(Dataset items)
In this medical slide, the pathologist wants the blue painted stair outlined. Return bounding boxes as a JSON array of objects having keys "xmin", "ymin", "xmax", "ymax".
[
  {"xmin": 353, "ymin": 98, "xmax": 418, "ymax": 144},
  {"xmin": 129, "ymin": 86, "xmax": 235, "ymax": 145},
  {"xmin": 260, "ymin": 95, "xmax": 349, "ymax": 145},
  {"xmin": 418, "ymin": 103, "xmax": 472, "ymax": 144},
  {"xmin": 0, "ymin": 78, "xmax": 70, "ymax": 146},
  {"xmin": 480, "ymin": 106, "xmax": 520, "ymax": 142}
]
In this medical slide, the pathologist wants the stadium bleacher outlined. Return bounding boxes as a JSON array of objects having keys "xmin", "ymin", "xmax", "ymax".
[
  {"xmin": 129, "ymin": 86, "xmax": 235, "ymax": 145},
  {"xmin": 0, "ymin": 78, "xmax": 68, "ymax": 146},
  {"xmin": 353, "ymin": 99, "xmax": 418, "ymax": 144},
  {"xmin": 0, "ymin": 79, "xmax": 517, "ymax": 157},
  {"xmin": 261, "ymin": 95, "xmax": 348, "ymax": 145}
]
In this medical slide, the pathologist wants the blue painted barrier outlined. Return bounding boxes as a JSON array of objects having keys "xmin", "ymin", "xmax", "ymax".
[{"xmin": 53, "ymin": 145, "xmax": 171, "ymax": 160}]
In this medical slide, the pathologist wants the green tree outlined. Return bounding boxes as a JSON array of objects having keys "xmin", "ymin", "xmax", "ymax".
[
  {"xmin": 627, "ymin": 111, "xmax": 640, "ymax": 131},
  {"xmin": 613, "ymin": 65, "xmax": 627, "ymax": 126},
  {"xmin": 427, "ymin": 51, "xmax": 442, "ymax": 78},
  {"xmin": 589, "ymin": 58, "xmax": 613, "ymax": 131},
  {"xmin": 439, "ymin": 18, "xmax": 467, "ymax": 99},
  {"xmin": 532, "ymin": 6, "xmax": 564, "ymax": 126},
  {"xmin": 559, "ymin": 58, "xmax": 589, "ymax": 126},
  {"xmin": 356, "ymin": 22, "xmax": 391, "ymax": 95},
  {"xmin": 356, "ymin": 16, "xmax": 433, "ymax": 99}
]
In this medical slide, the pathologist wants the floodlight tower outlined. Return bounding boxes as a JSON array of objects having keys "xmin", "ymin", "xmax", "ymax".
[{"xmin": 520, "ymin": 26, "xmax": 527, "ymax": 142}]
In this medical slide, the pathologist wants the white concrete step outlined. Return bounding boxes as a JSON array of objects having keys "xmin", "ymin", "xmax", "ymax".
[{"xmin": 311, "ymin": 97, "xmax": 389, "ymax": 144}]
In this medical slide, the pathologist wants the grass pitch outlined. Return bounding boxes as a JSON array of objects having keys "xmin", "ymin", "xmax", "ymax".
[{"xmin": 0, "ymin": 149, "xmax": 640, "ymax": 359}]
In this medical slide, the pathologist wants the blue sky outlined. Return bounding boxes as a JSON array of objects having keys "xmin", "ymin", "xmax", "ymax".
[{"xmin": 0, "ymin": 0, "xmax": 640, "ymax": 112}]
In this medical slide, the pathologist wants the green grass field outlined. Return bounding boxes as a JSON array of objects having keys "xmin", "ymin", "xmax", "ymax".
---
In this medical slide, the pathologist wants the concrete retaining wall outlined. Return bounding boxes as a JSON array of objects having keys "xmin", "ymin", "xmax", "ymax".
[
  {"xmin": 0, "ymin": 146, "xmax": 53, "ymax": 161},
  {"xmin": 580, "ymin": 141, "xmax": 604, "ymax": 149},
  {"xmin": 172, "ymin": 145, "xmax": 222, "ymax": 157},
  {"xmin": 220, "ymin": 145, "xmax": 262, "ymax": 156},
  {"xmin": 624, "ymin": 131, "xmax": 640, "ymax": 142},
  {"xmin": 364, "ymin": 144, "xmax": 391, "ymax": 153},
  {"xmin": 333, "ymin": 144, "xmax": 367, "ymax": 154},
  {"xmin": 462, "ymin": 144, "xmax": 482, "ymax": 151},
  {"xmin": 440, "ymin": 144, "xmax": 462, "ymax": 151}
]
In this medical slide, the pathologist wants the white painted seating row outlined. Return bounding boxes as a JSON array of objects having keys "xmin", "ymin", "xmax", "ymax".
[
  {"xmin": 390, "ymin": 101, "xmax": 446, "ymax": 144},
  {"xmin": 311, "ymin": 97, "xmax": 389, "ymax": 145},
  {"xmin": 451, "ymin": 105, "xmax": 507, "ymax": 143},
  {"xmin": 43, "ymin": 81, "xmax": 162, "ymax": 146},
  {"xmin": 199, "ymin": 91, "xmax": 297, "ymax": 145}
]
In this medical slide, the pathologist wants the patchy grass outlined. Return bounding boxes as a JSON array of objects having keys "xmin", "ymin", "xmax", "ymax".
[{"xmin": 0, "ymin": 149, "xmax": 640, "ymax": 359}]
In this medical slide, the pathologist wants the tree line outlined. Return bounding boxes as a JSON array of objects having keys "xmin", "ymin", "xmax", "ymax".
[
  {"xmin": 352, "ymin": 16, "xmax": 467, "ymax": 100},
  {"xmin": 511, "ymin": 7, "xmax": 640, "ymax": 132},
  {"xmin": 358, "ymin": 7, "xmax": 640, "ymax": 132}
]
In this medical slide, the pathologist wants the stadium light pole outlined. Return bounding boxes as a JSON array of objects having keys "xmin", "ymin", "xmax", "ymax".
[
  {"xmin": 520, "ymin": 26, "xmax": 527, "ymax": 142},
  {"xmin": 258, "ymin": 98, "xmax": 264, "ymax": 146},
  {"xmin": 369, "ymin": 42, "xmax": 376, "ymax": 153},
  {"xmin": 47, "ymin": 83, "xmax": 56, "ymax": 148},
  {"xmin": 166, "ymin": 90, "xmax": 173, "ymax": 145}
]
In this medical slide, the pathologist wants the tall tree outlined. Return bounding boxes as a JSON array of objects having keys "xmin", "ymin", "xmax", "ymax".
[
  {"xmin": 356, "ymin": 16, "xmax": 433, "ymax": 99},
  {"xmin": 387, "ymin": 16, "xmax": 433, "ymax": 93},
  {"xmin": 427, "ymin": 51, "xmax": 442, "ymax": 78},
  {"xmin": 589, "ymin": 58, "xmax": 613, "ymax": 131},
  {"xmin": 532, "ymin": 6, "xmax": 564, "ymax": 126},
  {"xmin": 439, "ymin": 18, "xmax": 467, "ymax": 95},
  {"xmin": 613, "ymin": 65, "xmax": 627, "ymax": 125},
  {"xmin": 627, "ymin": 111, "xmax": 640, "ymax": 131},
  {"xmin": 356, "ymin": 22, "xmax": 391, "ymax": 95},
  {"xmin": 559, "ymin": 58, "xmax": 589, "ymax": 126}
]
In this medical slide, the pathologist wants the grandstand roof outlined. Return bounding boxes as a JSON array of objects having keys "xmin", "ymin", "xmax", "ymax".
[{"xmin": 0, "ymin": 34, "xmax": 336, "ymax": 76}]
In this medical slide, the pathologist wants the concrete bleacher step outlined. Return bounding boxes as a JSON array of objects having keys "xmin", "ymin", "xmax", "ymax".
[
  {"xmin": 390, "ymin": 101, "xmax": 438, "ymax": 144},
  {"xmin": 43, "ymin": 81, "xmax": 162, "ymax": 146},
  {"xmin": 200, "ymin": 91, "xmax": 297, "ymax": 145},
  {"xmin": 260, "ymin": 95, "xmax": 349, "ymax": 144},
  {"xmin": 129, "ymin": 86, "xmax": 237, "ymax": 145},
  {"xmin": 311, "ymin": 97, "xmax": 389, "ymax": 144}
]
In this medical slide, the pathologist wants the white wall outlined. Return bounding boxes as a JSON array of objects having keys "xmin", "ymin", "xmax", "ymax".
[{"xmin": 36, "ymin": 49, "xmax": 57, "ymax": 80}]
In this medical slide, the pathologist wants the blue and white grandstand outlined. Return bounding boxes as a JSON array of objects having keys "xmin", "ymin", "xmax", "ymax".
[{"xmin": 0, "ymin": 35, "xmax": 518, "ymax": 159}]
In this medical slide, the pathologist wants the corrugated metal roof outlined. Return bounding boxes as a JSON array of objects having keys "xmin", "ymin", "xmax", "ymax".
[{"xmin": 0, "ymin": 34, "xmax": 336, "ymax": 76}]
...
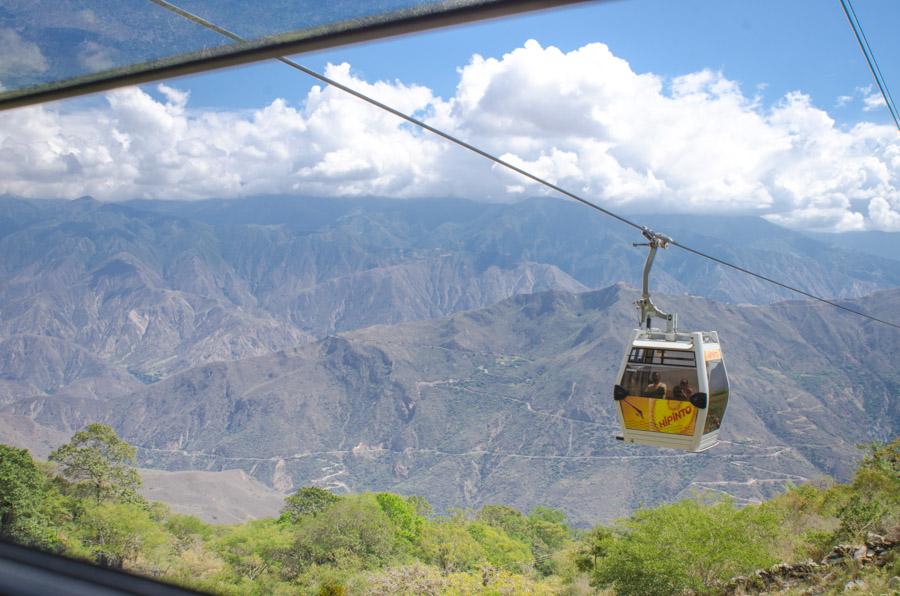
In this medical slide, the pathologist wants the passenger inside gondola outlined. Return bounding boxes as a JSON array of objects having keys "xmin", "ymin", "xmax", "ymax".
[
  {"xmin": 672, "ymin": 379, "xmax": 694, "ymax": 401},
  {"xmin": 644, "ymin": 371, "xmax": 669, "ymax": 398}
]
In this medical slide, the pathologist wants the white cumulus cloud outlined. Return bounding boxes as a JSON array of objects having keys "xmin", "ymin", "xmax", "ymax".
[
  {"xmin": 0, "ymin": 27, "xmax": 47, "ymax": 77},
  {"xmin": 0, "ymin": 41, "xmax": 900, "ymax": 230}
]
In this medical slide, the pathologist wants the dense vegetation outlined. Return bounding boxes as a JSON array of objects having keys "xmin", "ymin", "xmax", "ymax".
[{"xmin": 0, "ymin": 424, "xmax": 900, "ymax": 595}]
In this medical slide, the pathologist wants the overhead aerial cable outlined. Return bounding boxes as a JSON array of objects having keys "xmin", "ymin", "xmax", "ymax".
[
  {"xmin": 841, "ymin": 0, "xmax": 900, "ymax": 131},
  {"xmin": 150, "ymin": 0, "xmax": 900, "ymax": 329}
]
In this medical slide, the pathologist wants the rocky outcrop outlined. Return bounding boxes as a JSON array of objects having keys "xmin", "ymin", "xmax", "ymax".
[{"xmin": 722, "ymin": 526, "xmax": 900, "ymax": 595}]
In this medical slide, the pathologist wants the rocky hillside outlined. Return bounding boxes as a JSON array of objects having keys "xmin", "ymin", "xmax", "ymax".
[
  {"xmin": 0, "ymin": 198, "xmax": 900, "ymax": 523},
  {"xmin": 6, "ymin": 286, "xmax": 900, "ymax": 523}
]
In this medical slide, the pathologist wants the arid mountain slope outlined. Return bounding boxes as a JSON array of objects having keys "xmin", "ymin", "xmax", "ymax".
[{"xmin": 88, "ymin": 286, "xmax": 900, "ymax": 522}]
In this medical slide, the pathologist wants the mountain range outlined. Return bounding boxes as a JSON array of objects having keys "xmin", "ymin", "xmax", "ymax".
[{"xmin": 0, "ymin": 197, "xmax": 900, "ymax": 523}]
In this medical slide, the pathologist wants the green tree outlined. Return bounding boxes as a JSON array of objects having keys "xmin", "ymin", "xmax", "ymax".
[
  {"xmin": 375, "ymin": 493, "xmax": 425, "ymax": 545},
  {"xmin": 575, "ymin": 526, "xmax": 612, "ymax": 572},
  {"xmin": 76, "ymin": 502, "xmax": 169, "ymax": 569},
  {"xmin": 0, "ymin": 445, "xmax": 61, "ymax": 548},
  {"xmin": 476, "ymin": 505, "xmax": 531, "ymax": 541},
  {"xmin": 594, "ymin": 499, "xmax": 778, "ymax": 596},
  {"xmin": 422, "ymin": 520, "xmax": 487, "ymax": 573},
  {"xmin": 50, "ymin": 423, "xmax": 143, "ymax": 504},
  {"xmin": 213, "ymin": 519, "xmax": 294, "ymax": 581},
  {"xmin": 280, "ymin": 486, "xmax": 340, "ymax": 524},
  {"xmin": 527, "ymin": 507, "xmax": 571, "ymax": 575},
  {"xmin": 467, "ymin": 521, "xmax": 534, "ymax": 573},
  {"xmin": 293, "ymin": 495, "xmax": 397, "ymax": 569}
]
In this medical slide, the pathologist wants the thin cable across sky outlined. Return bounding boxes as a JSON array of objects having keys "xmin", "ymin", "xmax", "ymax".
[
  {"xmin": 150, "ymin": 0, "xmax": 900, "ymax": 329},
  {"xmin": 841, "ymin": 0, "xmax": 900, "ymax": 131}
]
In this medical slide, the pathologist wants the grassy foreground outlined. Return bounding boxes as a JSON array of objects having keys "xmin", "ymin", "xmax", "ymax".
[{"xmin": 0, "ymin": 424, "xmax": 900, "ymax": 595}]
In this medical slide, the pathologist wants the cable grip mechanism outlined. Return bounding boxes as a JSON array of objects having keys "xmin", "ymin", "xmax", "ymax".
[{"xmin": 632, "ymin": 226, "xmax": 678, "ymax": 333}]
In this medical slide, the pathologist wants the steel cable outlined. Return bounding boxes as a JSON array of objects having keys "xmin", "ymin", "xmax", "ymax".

## Short exercise:
Rewrite everything in the data above, from the line containing "In this medical slide, the pathologist wants the blue sky" down to the line containing "In this medical slide, the pathologist wants the green grass", as a Markdown table with the columns Row and Line. Include both end lines and leave out any blank lines.

## Full output:
| Row | Line |
|---|---|
| 1 | In this medical slide, the pathologist wants the blue sky outlined. Return bounding boxes as a JSON array of objects having keys "xmin", "ymin", "xmax", "ymax". |
| 2 | [{"xmin": 0, "ymin": 0, "xmax": 640, "ymax": 112}] |
| 3 | In this medical slide, the pathologist wants the green grass field outlined. Return bounding boxes as a JSON array of objects having keys "xmin", "ymin", "xmax", "ymax". |